Dataset entries -
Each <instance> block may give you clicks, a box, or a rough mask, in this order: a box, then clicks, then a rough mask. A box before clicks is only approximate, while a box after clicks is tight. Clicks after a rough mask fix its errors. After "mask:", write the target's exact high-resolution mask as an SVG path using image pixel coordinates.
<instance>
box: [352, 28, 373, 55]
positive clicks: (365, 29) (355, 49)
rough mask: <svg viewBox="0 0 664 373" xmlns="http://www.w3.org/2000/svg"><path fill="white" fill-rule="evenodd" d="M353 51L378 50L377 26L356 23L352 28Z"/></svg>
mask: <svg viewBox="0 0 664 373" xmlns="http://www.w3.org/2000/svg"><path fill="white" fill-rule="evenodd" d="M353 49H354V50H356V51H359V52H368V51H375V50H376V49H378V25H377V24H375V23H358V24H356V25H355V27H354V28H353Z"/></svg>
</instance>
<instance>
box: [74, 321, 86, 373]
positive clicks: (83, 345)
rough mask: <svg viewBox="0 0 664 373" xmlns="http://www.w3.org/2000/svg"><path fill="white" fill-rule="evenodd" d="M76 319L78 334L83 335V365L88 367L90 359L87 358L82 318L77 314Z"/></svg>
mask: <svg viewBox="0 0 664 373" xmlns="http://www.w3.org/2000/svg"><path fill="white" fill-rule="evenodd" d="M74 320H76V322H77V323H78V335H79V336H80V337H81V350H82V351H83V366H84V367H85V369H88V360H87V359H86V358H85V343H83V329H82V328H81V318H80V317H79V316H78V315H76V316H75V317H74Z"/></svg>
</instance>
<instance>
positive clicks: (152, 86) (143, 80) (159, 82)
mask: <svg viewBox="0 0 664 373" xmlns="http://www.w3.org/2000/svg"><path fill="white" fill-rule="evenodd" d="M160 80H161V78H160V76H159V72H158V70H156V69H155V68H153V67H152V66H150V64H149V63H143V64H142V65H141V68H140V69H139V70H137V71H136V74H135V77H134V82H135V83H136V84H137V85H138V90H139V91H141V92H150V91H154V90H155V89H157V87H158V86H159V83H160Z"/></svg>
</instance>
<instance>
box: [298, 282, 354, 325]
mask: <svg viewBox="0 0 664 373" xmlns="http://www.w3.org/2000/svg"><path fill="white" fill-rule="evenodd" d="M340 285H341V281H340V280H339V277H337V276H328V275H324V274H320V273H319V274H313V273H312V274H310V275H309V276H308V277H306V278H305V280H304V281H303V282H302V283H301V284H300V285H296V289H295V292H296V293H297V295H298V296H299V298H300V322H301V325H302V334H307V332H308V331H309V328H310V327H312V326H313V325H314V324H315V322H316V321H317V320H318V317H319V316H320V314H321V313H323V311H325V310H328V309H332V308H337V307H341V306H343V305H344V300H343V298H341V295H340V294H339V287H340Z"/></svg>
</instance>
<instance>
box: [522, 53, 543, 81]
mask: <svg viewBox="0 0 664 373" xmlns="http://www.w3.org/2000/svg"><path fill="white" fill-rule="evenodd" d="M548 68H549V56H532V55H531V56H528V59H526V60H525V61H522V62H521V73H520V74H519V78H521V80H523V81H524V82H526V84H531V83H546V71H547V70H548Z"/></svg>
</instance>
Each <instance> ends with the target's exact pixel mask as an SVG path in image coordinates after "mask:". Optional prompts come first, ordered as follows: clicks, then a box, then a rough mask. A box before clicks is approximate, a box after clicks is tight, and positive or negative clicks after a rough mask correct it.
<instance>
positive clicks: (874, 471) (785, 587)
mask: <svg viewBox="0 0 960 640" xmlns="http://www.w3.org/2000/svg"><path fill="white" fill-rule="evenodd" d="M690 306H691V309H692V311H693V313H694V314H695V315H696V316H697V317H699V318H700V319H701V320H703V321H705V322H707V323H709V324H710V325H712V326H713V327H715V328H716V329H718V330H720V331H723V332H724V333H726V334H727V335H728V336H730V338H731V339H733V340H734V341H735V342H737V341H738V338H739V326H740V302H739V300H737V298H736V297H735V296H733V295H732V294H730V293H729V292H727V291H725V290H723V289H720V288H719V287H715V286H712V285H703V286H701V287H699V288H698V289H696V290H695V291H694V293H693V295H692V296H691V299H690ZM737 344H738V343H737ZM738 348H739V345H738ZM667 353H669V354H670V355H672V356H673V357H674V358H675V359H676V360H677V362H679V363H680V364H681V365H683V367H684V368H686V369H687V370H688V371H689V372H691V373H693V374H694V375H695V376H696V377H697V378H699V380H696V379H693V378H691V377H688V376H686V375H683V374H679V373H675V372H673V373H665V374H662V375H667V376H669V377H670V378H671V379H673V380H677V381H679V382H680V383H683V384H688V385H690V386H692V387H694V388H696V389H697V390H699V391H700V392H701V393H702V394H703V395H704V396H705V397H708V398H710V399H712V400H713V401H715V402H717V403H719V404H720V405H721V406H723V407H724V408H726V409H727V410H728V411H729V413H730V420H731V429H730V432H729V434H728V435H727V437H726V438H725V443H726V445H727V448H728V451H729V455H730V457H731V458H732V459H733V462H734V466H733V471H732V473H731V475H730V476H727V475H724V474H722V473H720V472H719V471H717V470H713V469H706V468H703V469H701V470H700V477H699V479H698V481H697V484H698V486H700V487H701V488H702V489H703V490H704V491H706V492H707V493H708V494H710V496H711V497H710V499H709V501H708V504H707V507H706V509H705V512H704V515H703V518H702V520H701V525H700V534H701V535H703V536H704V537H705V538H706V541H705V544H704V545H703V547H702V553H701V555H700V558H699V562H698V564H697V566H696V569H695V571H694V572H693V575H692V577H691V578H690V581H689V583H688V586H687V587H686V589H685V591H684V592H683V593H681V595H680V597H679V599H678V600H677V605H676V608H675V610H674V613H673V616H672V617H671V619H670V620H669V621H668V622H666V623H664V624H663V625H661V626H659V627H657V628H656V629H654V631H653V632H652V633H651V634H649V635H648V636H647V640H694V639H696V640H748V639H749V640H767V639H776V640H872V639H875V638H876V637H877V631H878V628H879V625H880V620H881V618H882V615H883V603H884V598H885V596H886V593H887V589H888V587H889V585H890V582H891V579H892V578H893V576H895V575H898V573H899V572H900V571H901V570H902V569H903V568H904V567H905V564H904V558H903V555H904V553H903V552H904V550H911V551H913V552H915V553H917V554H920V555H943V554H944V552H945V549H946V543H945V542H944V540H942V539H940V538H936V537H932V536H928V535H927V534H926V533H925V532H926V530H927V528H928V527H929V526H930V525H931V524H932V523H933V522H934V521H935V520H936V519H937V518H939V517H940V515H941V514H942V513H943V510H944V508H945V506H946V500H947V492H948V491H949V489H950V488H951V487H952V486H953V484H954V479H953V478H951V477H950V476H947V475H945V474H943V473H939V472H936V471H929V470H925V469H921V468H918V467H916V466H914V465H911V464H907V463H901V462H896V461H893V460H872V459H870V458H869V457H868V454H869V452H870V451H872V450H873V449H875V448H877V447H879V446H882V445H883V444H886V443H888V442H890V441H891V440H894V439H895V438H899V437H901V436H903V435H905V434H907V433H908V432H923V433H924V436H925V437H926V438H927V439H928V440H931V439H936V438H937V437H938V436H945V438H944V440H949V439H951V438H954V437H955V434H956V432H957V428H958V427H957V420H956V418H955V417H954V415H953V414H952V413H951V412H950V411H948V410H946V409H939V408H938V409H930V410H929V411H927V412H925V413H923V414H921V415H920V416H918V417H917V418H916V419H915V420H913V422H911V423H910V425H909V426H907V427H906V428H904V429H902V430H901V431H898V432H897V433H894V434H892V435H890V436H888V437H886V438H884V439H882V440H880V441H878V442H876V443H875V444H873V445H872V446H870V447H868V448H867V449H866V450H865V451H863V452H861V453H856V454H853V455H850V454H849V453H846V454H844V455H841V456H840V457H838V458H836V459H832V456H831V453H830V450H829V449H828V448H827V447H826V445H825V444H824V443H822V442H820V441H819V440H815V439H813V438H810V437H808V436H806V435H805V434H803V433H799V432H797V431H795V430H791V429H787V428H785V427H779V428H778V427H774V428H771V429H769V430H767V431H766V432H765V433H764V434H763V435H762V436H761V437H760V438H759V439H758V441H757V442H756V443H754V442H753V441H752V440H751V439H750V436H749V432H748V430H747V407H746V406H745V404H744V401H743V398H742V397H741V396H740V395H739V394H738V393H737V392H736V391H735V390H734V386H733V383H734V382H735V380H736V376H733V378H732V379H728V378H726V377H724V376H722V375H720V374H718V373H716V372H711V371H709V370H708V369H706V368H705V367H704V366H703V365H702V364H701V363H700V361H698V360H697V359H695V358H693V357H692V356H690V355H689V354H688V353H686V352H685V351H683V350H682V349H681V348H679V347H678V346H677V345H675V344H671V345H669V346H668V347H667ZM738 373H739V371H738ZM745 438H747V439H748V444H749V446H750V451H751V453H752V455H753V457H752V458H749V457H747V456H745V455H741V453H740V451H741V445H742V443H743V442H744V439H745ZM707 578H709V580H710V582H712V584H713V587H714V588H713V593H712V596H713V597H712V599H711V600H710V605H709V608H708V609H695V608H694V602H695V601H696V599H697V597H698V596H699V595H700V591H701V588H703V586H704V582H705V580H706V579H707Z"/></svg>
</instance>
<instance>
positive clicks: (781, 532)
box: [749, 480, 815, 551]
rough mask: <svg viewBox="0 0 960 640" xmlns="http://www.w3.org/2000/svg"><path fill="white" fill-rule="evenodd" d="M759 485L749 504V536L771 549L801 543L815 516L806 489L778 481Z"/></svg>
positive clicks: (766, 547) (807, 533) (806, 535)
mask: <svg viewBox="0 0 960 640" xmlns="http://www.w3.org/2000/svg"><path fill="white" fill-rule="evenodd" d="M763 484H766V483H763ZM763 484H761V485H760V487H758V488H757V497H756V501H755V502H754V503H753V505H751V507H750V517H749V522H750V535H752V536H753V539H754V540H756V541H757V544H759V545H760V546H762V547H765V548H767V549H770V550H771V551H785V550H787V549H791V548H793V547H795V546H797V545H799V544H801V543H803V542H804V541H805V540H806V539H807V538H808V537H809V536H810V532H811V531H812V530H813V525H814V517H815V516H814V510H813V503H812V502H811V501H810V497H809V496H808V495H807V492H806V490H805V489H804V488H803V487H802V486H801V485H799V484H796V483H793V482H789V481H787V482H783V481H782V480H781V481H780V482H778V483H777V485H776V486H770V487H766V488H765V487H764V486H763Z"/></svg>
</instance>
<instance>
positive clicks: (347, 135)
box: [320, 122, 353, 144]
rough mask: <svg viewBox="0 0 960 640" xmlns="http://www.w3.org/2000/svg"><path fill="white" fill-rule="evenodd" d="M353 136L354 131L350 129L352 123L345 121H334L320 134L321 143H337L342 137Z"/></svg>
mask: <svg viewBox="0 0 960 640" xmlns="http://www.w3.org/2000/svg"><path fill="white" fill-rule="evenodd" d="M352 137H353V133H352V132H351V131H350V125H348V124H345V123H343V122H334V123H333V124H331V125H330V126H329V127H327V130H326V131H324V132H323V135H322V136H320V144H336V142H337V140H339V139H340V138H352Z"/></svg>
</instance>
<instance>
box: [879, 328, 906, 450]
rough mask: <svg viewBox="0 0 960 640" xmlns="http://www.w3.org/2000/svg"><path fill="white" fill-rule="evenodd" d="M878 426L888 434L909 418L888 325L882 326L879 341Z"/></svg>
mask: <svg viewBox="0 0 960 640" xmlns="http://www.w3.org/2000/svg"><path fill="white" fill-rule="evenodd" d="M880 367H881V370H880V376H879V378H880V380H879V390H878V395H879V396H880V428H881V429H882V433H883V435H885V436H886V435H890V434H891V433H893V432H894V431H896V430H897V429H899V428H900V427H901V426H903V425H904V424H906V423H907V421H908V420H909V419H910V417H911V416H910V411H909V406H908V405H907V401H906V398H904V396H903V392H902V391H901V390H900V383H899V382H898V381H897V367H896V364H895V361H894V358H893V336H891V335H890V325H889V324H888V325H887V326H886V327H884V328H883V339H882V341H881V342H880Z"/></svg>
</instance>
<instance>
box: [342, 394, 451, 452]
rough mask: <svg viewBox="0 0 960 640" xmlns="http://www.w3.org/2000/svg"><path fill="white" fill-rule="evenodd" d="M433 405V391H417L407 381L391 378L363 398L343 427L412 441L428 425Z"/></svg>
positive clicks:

Exercise details -
Your answer must be the line containing "136L354 131L350 129L352" through the last line above, copied exactly, with nothing added.

Solution for this problem -
rough mask: <svg viewBox="0 0 960 640" xmlns="http://www.w3.org/2000/svg"><path fill="white" fill-rule="evenodd" d="M353 136L354 131L350 129L352 123L345 121H334L320 134L321 143H337L342 137Z"/></svg>
mask: <svg viewBox="0 0 960 640" xmlns="http://www.w3.org/2000/svg"><path fill="white" fill-rule="evenodd" d="M352 137H353V133H352V132H351V131H350V125H348V124H345V123H343V122H334V123H333V124H331V125H330V126H329V127H327V130H326V131H324V132H323V135H322V136H320V144H336V142H337V140H339V139H340V138H352Z"/></svg>
</instance>
<instance>
box: [879, 328, 906, 450]
rough mask: <svg viewBox="0 0 960 640" xmlns="http://www.w3.org/2000/svg"><path fill="white" fill-rule="evenodd" d="M878 426L888 434L909 418L888 325L882 326L879 341Z"/></svg>
mask: <svg viewBox="0 0 960 640" xmlns="http://www.w3.org/2000/svg"><path fill="white" fill-rule="evenodd" d="M880 367H881V370H880V376H879V378H880V380H879V390H878V395H879V396H880V428H881V429H882V433H883V435H885V436H886V435H890V434H891V433H893V432H894V431H896V430H897V429H899V428H900V427H901V426H903V425H904V424H906V423H907V421H908V420H909V419H910V417H911V416H910V411H909V406H908V405H907V401H906V398H904V396H903V392H902V391H901V390H900V383H899V382H898V381H897V367H896V364H895V361H894V358H893V336H891V335H890V325H889V324H888V325H887V326H886V327H884V328H883V339H882V341H881V342H880Z"/></svg>
</instance>
<instance>
box: [342, 394, 451, 452]
rough mask: <svg viewBox="0 0 960 640" xmlns="http://www.w3.org/2000/svg"><path fill="white" fill-rule="evenodd" d="M433 405V391H417L407 381L391 378L363 398L343 427L412 441L428 425Z"/></svg>
positive clicks:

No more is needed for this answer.